Referring expression data
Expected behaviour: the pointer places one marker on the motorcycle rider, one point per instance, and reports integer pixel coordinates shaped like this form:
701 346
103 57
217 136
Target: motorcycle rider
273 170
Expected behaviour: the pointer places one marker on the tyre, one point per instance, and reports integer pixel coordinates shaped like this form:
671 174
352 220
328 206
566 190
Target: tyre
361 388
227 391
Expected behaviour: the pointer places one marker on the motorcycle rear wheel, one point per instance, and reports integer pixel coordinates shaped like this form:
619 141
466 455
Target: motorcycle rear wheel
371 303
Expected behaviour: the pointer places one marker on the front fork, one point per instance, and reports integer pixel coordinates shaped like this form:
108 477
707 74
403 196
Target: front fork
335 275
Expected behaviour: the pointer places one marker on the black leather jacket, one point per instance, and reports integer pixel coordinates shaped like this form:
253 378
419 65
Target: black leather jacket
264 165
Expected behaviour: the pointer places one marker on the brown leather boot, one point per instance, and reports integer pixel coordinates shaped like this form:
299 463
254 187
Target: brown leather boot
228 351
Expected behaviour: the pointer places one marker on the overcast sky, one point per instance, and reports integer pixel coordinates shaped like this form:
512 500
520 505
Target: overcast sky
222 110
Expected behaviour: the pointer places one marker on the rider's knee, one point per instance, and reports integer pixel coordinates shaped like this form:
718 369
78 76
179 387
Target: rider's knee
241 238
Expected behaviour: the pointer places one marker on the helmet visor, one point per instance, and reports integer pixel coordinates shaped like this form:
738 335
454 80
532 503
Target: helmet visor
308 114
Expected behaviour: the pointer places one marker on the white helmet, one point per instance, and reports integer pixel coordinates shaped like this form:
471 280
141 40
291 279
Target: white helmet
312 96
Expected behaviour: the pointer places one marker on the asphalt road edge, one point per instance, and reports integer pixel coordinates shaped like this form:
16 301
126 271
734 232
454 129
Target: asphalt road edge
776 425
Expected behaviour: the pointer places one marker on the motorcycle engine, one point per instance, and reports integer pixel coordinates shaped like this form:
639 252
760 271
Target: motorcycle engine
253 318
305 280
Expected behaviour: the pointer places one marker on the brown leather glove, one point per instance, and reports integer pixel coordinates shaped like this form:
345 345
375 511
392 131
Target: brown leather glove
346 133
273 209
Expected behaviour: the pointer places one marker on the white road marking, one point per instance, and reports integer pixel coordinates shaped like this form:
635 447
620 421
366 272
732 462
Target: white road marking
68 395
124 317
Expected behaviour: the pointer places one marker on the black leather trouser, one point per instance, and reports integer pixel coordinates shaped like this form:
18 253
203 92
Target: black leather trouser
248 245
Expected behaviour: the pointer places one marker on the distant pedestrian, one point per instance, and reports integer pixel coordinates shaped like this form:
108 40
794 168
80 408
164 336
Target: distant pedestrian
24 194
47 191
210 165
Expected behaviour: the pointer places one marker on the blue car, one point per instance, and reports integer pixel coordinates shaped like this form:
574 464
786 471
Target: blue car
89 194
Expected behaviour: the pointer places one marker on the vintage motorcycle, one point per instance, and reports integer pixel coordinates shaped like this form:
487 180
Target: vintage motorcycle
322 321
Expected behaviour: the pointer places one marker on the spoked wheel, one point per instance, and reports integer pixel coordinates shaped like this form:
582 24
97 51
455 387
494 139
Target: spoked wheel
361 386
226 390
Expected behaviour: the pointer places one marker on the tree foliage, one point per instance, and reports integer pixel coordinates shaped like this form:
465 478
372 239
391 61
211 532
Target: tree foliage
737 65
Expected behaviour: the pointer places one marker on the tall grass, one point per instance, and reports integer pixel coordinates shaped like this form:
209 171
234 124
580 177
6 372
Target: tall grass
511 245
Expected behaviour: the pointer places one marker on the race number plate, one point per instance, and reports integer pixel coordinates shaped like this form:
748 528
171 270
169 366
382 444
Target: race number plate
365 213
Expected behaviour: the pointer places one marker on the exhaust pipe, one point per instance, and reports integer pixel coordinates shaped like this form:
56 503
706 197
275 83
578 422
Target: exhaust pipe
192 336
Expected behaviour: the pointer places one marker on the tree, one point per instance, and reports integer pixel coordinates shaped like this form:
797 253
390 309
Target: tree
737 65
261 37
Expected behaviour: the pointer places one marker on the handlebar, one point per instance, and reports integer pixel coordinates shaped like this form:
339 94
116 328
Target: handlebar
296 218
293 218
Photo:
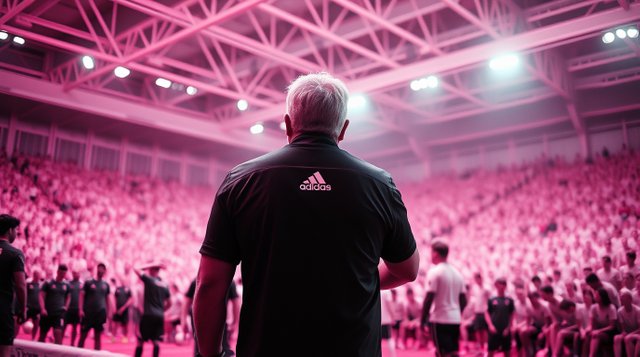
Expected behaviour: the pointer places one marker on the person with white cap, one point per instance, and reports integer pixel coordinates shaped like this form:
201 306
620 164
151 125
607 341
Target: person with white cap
156 302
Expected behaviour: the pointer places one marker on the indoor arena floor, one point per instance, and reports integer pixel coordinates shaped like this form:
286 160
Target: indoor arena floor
173 350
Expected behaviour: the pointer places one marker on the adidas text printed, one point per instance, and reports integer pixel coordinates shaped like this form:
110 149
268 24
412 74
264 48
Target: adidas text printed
315 182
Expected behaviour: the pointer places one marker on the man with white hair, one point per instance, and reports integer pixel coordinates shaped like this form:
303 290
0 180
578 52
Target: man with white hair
310 223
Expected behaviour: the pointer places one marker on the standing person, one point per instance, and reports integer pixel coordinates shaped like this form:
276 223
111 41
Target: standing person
12 282
123 299
629 322
631 266
72 317
610 274
312 214
33 303
156 302
54 302
94 307
445 300
478 299
499 317
595 283
603 322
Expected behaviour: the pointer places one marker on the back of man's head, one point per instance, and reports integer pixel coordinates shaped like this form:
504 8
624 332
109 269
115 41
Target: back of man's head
441 248
317 103
7 222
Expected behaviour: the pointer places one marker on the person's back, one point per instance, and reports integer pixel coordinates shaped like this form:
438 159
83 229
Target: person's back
321 238
448 284
309 222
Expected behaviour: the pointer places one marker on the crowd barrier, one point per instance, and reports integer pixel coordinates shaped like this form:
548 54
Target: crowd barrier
22 348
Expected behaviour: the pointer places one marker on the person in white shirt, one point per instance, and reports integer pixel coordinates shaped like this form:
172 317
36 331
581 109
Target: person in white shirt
444 302
608 273
629 320
631 266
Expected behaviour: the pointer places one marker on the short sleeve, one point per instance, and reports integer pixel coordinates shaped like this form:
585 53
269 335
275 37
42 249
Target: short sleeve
191 293
400 244
220 241
432 281
18 266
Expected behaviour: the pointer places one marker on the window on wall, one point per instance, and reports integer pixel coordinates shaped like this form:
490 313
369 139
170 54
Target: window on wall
197 175
69 151
31 144
169 170
103 158
138 164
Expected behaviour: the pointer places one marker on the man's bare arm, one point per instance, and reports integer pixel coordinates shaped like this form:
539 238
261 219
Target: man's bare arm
209 303
393 275
21 293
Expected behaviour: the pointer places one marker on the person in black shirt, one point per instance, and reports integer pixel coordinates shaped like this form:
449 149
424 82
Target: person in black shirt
72 317
33 302
12 282
312 215
120 317
156 301
94 306
54 300
499 317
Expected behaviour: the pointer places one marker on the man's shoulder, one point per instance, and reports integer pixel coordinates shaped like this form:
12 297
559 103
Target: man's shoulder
288 156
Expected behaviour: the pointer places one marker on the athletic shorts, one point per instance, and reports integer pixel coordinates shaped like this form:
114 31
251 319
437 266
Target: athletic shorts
499 342
151 327
94 320
7 329
122 318
385 332
72 317
51 321
479 323
33 313
446 337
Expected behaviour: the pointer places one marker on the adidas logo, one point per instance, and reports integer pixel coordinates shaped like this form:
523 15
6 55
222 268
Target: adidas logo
315 182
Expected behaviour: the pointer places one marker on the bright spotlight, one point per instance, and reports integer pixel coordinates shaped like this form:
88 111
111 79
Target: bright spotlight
608 37
162 82
87 62
121 72
243 105
256 128
192 90
431 82
18 40
504 62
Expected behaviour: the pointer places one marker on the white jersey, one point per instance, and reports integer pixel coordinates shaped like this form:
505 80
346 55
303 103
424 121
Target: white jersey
447 284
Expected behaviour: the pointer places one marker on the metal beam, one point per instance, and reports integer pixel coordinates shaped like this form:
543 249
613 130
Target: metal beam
126 111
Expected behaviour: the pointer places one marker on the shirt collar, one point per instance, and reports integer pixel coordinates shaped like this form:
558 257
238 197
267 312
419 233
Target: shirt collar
313 138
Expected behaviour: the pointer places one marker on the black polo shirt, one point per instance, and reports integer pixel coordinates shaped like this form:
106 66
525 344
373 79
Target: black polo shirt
11 262
309 222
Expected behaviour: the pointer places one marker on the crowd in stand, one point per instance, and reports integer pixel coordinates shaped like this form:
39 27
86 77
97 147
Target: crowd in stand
563 236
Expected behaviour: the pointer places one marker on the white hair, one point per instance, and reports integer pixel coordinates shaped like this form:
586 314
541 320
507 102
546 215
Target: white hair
317 102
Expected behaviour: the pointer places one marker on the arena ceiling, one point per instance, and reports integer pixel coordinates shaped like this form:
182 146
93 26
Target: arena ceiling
567 79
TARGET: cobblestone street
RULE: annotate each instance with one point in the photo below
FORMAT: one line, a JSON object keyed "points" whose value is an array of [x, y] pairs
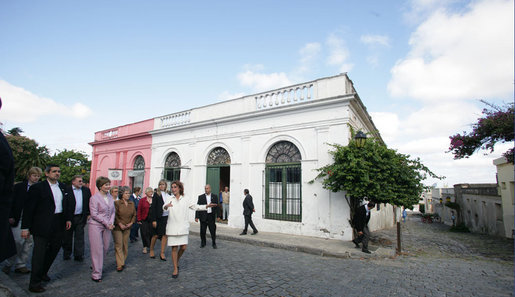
{"points": [[436, 263]]}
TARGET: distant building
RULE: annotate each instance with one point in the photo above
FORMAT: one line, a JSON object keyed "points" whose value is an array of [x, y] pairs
{"points": [[271, 143], [505, 183]]}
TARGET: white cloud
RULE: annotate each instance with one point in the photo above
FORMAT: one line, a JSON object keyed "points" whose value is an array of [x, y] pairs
{"points": [[263, 81], [225, 95], [22, 106], [374, 40], [457, 56], [338, 53]]}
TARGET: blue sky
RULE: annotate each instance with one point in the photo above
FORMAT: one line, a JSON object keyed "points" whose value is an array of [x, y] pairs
{"points": [[68, 69]]}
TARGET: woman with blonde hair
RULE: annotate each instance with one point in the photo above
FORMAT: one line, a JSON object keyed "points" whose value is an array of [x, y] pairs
{"points": [[178, 225], [159, 219], [101, 208]]}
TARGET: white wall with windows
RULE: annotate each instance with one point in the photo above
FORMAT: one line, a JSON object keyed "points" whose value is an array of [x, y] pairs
{"points": [[270, 143]]}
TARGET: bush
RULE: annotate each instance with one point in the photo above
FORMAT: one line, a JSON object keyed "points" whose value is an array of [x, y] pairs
{"points": [[460, 228]]}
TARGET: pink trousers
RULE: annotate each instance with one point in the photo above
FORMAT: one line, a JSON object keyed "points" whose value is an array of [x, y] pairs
{"points": [[99, 240]]}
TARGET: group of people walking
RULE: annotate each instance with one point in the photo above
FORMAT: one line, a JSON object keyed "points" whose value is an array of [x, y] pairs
{"points": [[48, 215]]}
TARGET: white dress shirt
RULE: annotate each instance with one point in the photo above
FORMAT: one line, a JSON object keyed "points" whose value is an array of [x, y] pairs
{"points": [[58, 197]]}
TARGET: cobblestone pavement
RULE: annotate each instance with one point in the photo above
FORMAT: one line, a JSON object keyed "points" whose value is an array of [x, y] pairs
{"points": [[436, 263]]}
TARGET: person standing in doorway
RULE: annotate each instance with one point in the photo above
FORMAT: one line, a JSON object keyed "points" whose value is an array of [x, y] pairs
{"points": [[79, 202], [135, 197], [225, 203], [360, 222], [248, 209], [207, 218], [23, 245], [46, 216]]}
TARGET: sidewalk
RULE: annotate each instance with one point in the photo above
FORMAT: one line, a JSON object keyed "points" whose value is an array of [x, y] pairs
{"points": [[306, 244]]}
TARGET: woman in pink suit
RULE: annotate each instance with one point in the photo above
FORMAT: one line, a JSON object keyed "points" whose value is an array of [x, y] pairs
{"points": [[100, 224]]}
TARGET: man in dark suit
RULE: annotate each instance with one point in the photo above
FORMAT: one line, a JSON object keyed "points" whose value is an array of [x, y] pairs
{"points": [[248, 209], [7, 246], [360, 222], [23, 245], [79, 203], [207, 218], [46, 216]]}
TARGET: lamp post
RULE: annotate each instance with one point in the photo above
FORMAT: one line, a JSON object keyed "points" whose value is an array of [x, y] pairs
{"points": [[360, 139]]}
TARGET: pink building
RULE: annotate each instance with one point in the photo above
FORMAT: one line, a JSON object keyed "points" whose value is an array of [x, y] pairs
{"points": [[123, 155]]}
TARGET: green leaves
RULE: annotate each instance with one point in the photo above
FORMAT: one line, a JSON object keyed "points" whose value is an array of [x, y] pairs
{"points": [[375, 172]]}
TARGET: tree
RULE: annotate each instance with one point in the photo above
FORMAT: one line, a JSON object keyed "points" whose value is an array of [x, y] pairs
{"points": [[496, 125], [374, 172], [72, 163], [27, 153]]}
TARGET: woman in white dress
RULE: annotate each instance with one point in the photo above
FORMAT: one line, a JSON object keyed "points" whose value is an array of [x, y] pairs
{"points": [[178, 226]]}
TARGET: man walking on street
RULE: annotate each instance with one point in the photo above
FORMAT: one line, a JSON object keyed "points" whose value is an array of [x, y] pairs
{"points": [[360, 222], [46, 216], [207, 218], [79, 203], [248, 209], [23, 245]]}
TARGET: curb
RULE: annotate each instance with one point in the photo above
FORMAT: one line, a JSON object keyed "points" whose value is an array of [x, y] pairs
{"points": [[303, 249]]}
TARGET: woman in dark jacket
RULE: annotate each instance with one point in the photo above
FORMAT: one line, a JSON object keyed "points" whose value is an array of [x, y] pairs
{"points": [[144, 218]]}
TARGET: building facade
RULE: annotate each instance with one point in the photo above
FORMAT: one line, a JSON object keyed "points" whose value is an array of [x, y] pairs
{"points": [[123, 154], [270, 143]]}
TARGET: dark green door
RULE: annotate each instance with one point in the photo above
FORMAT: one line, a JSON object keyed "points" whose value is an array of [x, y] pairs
{"points": [[213, 178]]}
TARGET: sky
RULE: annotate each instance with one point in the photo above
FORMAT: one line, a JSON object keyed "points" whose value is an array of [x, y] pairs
{"points": [[71, 68]]}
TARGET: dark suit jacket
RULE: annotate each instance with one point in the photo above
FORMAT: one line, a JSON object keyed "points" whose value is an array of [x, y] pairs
{"points": [[7, 247], [40, 207], [360, 218], [19, 197], [86, 194], [156, 210], [202, 200], [248, 206]]}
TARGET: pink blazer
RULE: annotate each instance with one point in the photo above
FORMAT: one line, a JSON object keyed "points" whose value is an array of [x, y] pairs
{"points": [[102, 213]]}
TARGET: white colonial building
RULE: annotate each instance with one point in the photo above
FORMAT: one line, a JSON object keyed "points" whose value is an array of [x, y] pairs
{"points": [[270, 143]]}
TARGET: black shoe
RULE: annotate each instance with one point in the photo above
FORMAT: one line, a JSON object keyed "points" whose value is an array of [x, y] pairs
{"points": [[22, 270], [38, 289]]}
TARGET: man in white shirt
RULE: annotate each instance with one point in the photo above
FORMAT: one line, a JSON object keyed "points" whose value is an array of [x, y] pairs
{"points": [[79, 204], [207, 218]]}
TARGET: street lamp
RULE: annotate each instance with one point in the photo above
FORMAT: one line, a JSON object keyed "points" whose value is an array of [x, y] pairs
{"points": [[360, 139]]}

WHAT YOU SHOULD DO: Your task is to list each line of the records with the word "street".

OUTPUT OF THE EXERCISE:
TARGET: cobblestone street
TARGET: man walking on street
TARGET: street lamp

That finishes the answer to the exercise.